**TASK TO CARRY OUT**. Extract each line of the material below and reproduce it verbatim, with nothing added, dropped, or changed.

'''

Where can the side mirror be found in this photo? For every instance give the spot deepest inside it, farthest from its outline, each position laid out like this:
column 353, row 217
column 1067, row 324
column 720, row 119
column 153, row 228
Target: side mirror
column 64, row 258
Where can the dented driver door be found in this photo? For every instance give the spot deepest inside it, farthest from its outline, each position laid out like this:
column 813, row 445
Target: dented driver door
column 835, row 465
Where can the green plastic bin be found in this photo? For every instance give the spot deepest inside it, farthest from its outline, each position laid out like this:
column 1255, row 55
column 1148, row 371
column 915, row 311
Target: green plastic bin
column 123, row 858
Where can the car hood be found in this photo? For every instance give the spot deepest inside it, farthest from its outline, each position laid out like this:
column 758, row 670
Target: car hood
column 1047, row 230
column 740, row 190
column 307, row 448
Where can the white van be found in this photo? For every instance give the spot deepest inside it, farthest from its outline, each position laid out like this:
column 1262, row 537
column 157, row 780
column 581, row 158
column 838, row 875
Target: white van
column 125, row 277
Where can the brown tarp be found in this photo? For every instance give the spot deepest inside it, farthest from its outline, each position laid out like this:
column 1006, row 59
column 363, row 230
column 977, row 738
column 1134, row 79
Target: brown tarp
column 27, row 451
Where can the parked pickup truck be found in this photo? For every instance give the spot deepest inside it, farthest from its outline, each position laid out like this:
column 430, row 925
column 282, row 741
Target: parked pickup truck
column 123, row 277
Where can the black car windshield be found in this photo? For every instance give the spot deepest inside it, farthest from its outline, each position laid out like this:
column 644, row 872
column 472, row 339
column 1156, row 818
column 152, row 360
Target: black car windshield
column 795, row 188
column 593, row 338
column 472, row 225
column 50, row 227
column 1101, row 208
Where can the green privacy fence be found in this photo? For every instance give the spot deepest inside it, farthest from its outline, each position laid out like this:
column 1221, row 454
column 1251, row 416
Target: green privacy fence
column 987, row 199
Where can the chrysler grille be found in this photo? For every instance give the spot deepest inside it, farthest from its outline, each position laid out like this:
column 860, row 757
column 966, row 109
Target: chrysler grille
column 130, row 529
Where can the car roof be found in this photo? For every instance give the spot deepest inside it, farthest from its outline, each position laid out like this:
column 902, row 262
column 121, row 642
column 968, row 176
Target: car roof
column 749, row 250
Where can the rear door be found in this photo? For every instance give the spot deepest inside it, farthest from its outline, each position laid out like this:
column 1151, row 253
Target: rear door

'''

**RESULT OF THE TASK**.
Where can the side mirror be found in this photo? For every instance give the spot deepest inside it, farthest from its outline, each position laid out like this:
column 353, row 217
column 1067, row 324
column 720, row 119
column 153, row 228
Target: side mirror
column 64, row 258
Where can the dented driver door be found in this photo? For every instance give the spot deepest inside it, farthest from its outline, each position laid out like this:
column 813, row 445
Target: dented driver door
column 835, row 465
Where can the green plastic bin be found in this photo? For every instance give the spot deepest inside it, farthest from its outline, each position laid out like this:
column 1255, row 55
column 1148, row 371
column 915, row 311
Target: green plastic bin
column 123, row 858
Where can the car hood be found in this photo? For every instance give the spot deepest inside it, farthest from its outline, each position laid out like this:
column 758, row 670
Target: car hood
column 1047, row 230
column 740, row 190
column 307, row 448
Where can the white van be found in this photo? For every instance give the spot deepest inside it, farthest from its outline, each position laid out like this:
column 1262, row 537
column 157, row 780
column 581, row 158
column 838, row 875
Target: white van
column 125, row 277
Where can the brown tarp be found in this photo? For every instance give the spot deepest inside it, farthest from its outline, each position laid out like this:
column 1006, row 59
column 363, row 230
column 977, row 738
column 1134, row 79
Target: brown tarp
column 27, row 451
Where can the parked pickup truck be found in this photo? For every instance give the spot deepest inside it, farthest from its outline, each position laid out like this:
column 430, row 925
column 282, row 741
Target: parked pickup truck
column 123, row 277
Where can the black car windshield be found in this photo? For every instance give the spot deepest inside it, farthest from its outline, each position laid out like this:
column 644, row 872
column 472, row 339
column 1156, row 818
column 152, row 360
Target: black car windshield
column 795, row 188
column 593, row 338
column 472, row 225
column 50, row 227
column 1101, row 208
Where can the green privacy fence be found in this photo? For every instance give the spot deepest inside it, farthest from its outline, each position laid out like this:
column 1221, row 454
column 1251, row 416
Target: green privacy fence
column 987, row 199
Where can the chrysler grille be found in this photo? For every instance give the spot deepest inside it, farthest from its outline, each position laid out like this:
column 860, row 757
column 966, row 109
Target: chrysler grille
column 130, row 529
Where can the car roof be found in this photo? For every instance give the spot deepest inside it, farthest from its outline, each position laid out like this:
column 902, row 262
column 121, row 642
column 968, row 176
Target: car roof
column 749, row 250
Where can the rear door be found in this photo? For every instance give the spot deepest inside it, farthest from its outline, each position laid out like this:
column 1151, row 253
Target: rear door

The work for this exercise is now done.